EXTRAIT À LIRE>
★ ★ ★

Draguignan, le 25-04-1915 (P3- 13 sur 16)
Mes chers parents
Je suis au comble de la joie, car je viens d’apprendre que je sors NUMERO 3 du peloton des E.O.R du XVème Corps ; je ne voulais pas le croire et je n’en reviens pas, il a fallu que l’on me montre l’état destiné au ministère pour me convaincre. Avec cela je sors Major de mon régiment le 61ème. Suivant les paroles de notre adjudant, je suis la révélation du peloton, c’est à dire qu’ayant passé toute la durée du cours presque inaperçu, j’ai étonné tout le monde par mon examen, quoique, comme je vous l’ai déjà dit, je fût bien noté.
Vous pensez si je suis heureux, de partout je reçois des félicitations et suis tellement émotionné que je tremble en vous écrivant. Même, s’il m’avait été donné d’avoir la parole d’un avocat ou d’un docteur en droit, je serais certainement sorti Major Général car je n’ai guère l’habitude des examens et je me suis passablement troublé notamment devant le Général.
Enfin je suis tout de même enchanté et plus que satisfait du résultat obtenu car jamais je n’avais même osé rêver un succès semblable et à réfléchir longuement sur les différentes étapes de mon examen, je crois que je viens de trouver enfin ma voie, celle dans laquelle je vais réussir. Jusqu’à maintenant en effet rien n’avait semblé me sourire et je n’avais en somme que végété et tâtonné.
Je considère simplement mon séjour ici où je suis arrivé 114ème et d’où je sors 3ème, cette seule pensée dissipe immédiatement toutes les heures de fatigue, de travail, les maux de tête, les alternatives atroces de crainte et d’espérance etc … que j’ai eu toute la durée du peloton et je ne regrette rien.
…
Le Général ce matin avant de partir au Ministère nous a fait un speach bien senti sur nos devoirs de Chef et également des conseils du plus haut intérêt pour nous au point de vue métier. Il termina par un salut inoubliable pour nous en nous souhaitant à tous bonne chance. Je vous assure que l’on se rappellera de cet adieu et de ces conseils donnés par ce vieillard aux cheveux blancs dont les paroles tombaient dans nos cœurs et nous en disaient plus long que des volumes entiers.
Quand à notre départ pour Privas il n’aura lieu que mercredi car nous allons être hélas vaccinés une dernière fois et puisqu’il le faut je m’y résigne bien volontiers (Pour commander il faut d’abord savoir obéir).
…
Je ne sais encore quand j’aurai une permission, je ne le saurai qu’à Privas mais peut être dimanche prochain serai je auprès de vous ; en tous cas en qualité de Major je me débrouillerai auprès du Ct de Dépôt à Privas.
Naturellement comme vous devez bien le comprendre , mon succès ne va pas sans m’obliger à des arrosages notamment mon titre de Major du 61ème et d’ailleurs je suis trop heureux et j’aurais trop mauvaise grâce de me faire tirer l’oreille. En conséquence ma bourse s’épuise et je vous serais bien reconnaissant de m’envoyer de l’argent. Ici c’est trop tard aussi écrivez moi à Privas et je trouverai la lettre en arrivant jeudi mais n’ écrivez pas avant mercredi.
En attendant de vos nouvelles et bientôt le plaisir immense de vous voir je vous embrasse tous bien fort et bien tendrement.
Votre petit soldat, maintenant aspirant, dont vous pouvez être fiers à juste titre.
Excusez mon gribouillage mais je suis si heureux que je ne puis dompter mon émotion.

★ ★ ★

DONNÉES EXTRAITES>
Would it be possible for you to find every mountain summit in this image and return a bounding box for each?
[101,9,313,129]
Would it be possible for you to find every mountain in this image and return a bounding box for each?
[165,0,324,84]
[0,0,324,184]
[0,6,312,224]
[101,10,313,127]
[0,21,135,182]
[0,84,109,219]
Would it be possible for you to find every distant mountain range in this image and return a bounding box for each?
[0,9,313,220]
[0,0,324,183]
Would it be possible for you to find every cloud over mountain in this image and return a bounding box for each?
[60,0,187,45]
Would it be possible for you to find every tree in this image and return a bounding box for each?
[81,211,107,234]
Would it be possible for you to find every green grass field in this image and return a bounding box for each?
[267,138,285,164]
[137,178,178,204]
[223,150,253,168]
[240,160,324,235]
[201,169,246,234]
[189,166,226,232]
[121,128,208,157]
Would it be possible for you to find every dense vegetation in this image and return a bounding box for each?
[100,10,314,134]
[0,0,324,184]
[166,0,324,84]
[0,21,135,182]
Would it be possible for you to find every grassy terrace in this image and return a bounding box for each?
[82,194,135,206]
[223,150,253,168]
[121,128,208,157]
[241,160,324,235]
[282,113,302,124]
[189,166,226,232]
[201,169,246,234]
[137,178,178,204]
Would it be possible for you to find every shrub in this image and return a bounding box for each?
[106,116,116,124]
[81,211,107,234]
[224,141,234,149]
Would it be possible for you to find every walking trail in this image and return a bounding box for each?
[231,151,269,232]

★ ★ ★

TRAVAIL À FAIRE>
A - D'après la lettre, quel jour aura lieu le départ pour Privas ?
B - Recopiez tout le passage de la lettre, de « Enfin je suis » jusqu'à « végété et tâtonné. ».

RÉPONSES AUX CONSIGNES>
A - Le départ pour Privas n'aura lieu que mercredi.

B -
Enfin je suis tout de même enchanté et plus que satisfait du résultat obtenu car jamais je n’avais même osé rêver un succès semblable et à réfléchir longuement sur les différentes étapes de mon examen, je crois que je viens de trouver enfin ma voie, celle dans laquelle je vais réussir. Jusqu’à maintenant en effet rien n’avait semblé me sourire et je n’avais en somme que végété et tâtonné.